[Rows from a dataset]
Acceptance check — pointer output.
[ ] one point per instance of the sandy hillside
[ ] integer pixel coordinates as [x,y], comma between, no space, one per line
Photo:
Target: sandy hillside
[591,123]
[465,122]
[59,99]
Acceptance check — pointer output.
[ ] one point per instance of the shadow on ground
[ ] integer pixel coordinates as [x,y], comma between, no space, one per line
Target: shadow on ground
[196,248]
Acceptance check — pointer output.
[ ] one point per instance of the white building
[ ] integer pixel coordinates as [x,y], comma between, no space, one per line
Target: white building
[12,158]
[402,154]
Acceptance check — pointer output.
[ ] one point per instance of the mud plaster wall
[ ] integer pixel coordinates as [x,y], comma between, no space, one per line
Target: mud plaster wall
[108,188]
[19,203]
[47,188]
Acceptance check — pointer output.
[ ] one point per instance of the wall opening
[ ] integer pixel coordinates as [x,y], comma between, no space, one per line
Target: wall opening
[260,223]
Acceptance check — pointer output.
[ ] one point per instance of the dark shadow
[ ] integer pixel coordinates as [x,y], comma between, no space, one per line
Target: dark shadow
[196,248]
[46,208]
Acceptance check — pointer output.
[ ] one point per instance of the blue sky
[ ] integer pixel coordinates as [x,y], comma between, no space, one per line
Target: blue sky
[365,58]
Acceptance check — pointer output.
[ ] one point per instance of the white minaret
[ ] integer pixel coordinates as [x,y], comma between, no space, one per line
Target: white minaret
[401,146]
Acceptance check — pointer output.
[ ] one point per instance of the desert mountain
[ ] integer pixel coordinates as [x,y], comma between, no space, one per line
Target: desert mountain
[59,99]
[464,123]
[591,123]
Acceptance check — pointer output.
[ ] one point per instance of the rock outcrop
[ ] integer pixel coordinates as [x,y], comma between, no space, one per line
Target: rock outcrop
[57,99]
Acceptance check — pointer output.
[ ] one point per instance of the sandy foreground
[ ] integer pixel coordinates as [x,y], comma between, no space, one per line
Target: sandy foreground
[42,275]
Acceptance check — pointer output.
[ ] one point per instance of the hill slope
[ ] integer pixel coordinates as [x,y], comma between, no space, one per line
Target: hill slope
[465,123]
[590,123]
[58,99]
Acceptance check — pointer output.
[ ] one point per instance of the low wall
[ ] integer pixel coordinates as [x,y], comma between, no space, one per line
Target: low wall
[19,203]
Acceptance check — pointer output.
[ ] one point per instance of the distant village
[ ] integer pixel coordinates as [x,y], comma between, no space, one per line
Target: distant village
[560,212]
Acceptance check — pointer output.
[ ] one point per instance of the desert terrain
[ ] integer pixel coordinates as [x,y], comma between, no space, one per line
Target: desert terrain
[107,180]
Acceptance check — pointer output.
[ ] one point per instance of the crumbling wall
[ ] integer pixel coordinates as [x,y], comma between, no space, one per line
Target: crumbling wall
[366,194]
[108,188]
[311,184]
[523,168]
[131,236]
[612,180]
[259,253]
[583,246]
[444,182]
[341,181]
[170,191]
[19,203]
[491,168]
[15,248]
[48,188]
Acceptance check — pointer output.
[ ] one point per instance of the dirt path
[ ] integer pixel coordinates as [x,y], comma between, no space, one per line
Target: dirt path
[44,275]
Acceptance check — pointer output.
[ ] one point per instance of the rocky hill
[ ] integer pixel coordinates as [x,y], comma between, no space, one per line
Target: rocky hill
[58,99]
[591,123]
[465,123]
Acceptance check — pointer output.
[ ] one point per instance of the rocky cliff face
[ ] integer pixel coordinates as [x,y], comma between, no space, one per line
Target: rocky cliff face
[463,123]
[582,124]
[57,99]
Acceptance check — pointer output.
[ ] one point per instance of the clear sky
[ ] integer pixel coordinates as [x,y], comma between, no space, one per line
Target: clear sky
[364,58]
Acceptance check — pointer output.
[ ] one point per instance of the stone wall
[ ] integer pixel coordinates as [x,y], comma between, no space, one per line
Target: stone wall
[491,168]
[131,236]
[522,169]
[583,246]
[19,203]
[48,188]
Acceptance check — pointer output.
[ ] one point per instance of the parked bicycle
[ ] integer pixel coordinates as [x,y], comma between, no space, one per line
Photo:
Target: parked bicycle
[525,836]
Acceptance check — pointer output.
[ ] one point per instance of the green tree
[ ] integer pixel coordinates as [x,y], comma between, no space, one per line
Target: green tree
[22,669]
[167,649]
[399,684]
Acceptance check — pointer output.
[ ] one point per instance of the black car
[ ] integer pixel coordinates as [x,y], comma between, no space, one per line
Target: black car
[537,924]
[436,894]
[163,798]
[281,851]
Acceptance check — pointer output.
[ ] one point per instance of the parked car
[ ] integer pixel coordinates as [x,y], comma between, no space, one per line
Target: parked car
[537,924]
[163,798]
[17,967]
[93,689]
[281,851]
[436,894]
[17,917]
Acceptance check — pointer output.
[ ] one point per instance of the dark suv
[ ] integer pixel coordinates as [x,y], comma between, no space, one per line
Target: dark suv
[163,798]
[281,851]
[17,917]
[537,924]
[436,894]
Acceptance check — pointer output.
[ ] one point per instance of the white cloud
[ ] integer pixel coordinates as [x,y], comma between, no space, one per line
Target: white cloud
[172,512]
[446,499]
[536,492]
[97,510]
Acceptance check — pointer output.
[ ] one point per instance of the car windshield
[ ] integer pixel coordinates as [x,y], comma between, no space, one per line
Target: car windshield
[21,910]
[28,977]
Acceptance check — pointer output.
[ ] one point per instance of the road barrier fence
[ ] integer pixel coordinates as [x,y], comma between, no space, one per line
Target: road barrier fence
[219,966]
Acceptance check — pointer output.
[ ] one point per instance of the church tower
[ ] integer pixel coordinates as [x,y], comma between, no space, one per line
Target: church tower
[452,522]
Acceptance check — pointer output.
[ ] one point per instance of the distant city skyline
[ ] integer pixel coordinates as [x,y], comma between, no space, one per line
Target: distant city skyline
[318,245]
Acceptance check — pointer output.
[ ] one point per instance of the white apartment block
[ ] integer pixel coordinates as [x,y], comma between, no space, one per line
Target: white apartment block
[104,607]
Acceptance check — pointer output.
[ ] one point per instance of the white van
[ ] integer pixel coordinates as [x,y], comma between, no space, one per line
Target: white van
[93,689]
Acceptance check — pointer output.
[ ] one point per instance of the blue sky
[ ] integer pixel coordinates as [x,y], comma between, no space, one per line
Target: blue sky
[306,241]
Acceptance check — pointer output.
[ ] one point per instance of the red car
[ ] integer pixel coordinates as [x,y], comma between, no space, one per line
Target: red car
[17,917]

Work instructions.
Repeat the records above exactly, from the first line to the last.

Exercise response.
Acceptance check — pointer output.
[ ] one point per instance of the sandy hillside
[ ] integer pixel coordinates as [x,y], comma between, no space, one per line
Photo:
Target: sandy hillside
[591,123]
[465,122]
[59,99]
Acceptance check — pointer output.
[ ] one point per instance of the shadow on ground
[ ] integer pixel coordinates as [x,y], comma between, no space, one per line
Target: shadow on ground
[196,248]
Acceptance check — pointer output.
[ ] one point per instance of the white building
[ ] integer pixel coordinates as [x,y], comma between, no space, one per line
Target: white building
[12,158]
[402,154]
Acceptance check — pointer output.
[ ] one point per instance of the mud plaster wall
[ ] integer pixel coordinates as [x,y], comma between, no space, one per line
Target: mud plaster wall
[108,188]
[19,203]
[47,188]
Acceptance check — pointer output.
[ ] one point per instance of the wall opening
[ ] integer pixel coordinates as [x,y], comma between, no space, one per line
Target: wall opening
[260,223]
Acceptance check — pointer output.
[ ] one point per instance of the dark shadow
[ ] integer pixel coordinates as [x,y], comma between, no space, one per line
Target: dark shadow
[196,248]
[46,208]
Acceptance check — pointer output.
[ ] one point per instance of the blue sky
[ ] integer pixel coordinates as [x,y], comma between, no space, one per line
Target: blue sky
[365,58]
Acceptance check — pointer output.
[ ] one point per instance of the white minaret
[ ] integer pixel coordinates as [x,y], comma between, no space, one per line
Target: white minaret
[401,146]
Acceptance check — pointer output.
[ ] one point per instance of the desert mountain
[ ] integer pixel coordinates as [x,y], comma between, no space, one per line
Target: desert mountain
[59,99]
[464,123]
[591,123]
Acceptance check — pointer output.
[ ] one point per instance of the rock outcrop
[ ] integer pixel coordinates as [x,y], comma between, no space, one per line
Target: rock outcrop
[57,99]
Acceptance check — pointer output.
[ ] one point per instance of the sandy foreground
[ ] integer pixel coordinates as [x,y], comma between, no space, one per line
Target: sandy foreground
[42,275]
Acceptance check — pointer output.
[ ] one point per instance of the hill slope
[ ] integer pixel coordinates as [x,y], comma between, no space, one per line
Target: hill slope
[465,123]
[590,123]
[58,99]
Acceptance check — pointer output.
[ ] one point per instance of the low wall
[ ] integer pixel coordinates as [x,y], comma between, no space, one per line
Target: low wall
[19,203]
Acceptance check — pointer output.
[ ] one point per instance of the distant village
[ ] integer pixel coordinates as [x,y], comma between, no space, one per line
Target: distant village
[560,212]
Acceptance check — pointer output.
[ ] one point per instance of the desert terrain
[ ] integer pixel coordinates as [x,y], comma between, no space, one per line
Target: desert terrain
[107,180]
Acceptance check — pointer output.
[ ] one point per instance of the crumbling wall
[ ] integer pixel coordinates as [x,y], comma between, no space, one per line
Target: crumbling wall
[366,194]
[108,188]
[311,184]
[523,168]
[131,236]
[612,180]
[259,253]
[583,246]
[444,182]
[341,181]
[170,191]
[19,203]
[491,168]
[15,248]
[48,188]
Acceptance check — pointer output.
[ ] one point per instance of the dirt path
[ ] integer pixel coordinates as [x,y], comma between, no space, one per line
Target: dirt path
[44,275]
Acceptance check — pointer output.
[ ] one point per instance of the rocky hill
[ ] integer pixel coordinates as [x,y], comma between, no space, one per line
Target: rocky hill
[58,99]
[591,123]
[465,123]
Acceptance check — pointer output.
[ ] one point per instance of the rocky cliff face
[ ] integer pixel coordinates as [x,y], comma between, no space, one per line
Target: rocky cliff face
[463,123]
[582,124]
[57,99]
Acceptance check — pointer output.
[ ] one point per instance of the clear sky
[ ] integer pixel coordinates as [x,y], comma between, no space, one per line
Target: clear sky
[364,58]
Acceptance check — pointer output.
[ ] one point per instance of the stone wall
[ ] integer pixel coordinates as [x,y], comma between, no space, one per line
Target: stone wall
[491,168]
[131,236]
[522,169]
[583,246]
[19,203]
[48,188]
Acceptance check — pointer output.
[ ] one point per instance of the parked bicycle
[ ] integer pixel coordinates as [x,y], comma between, no space, one per line
Photo:
Target: parked bicycle
[525,836]
Acceptance check — pointer output.
[ ] one point per instance of the green tree
[ ] integer pixel coordinates as [x,y], comma between, no space, one per line
Target: green tree
[22,669]
[167,649]
[399,684]
Acceptance check — pointer output.
[ ] one point per instance of the black car
[ ] integer pixel coordinates as [x,y], comma between, no space, one per line
Target: black car
[537,924]
[436,894]
[163,798]
[281,851]
Acceptance check — pointer output.
[ ] one point per instance of the parked car
[ ] integer pixel coordinates as [x,y], comma between, no space, one per line
Target: parked car
[537,924]
[163,798]
[17,967]
[93,689]
[281,851]
[436,894]
[17,917]
Acceptance check — pointer output.
[ ] one point per instance of the dark suv
[ ] integer pixel coordinates as [x,y], comma between, no space, one per line
Target: dark suv
[163,798]
[281,851]
[17,917]
[537,924]
[436,894]
Acceptance check — pointer output.
[ ] one point per instance of the white cloud
[ ] integer pixel coordinates as [x,y], comma between, no space, one per line
Target: white cloud
[172,512]
[446,499]
[536,492]
[97,510]
Acceptance check — pointer output.
[ ] one point per instance of the car windshield
[ ] integer pixel coordinates as [x,y], comma between, no space, one per line
Target: car windshield
[21,910]
[28,977]
Acceptance check — pointer output.
[ ] one point per instance of the road barrier fence
[ ] integer pixel coordinates as [x,y], comma between, no space, one per line
Target: road barrier fence
[219,966]
Acceptance check — pointer output.
[ ] one point per instance of the church tower
[ ] integer pixel coordinates as [x,y], comma between, no space, one per line
Target: church tower
[452,522]
Acceptance check — pointer output.
[ ] one point per instance of the distant city skyline
[ ] integer pixel coordinates as [x,y], comma between, no space, one per line
Target: distant city skyline
[318,245]
Acceptance check — pointer output.
[ ] one point per instance of the white apartment block
[ ] integer pixel coordinates as [x,y], comma between, no space, one per line
Target: white apartment block
[104,607]
Acceptance check — pointer output.
[ ] one point per instance of the white van
[ ] integer pixel coordinates as [x,y], comma between, no space, one per line
Target: white van
[93,689]
Acceptance check — pointer output.
[ ] one point per instance of the blue sky
[ ] integer pixel coordinates as [x,y], comma between, no space, one per line
Target: blue sky
[306,241]
Acceptance check — pointer output.
[ ] one point per instance of the red car
[ ] integer pixel coordinates as [x,y], comma between, no space, one per line
Target: red car
[17,917]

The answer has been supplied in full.